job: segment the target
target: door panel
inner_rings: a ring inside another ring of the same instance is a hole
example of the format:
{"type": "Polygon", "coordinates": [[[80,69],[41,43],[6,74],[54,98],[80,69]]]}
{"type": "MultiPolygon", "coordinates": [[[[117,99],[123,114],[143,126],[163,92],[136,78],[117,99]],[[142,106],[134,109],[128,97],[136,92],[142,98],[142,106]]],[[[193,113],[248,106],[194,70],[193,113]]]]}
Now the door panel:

+ + + + +

## Task requirements
Transcribe each record exactly. Leave nothing out.

## Response to the exercise
job: segment the target
target: door panel
inner_rings: a ring inside another ring of the same instance is a hole
example of the format:
{"type": "Polygon", "coordinates": [[[80,69],[41,43],[6,74],[54,98],[80,69]]]}
{"type": "MultiPolygon", "coordinates": [[[[117,99],[123,114],[143,126],[163,92],[136,78],[117,99]],[[142,106],[134,109],[128,97],[136,92],[142,98],[142,106]]],[[[193,113],[248,106],[194,70],[193,113]]]]}
Now the door panel:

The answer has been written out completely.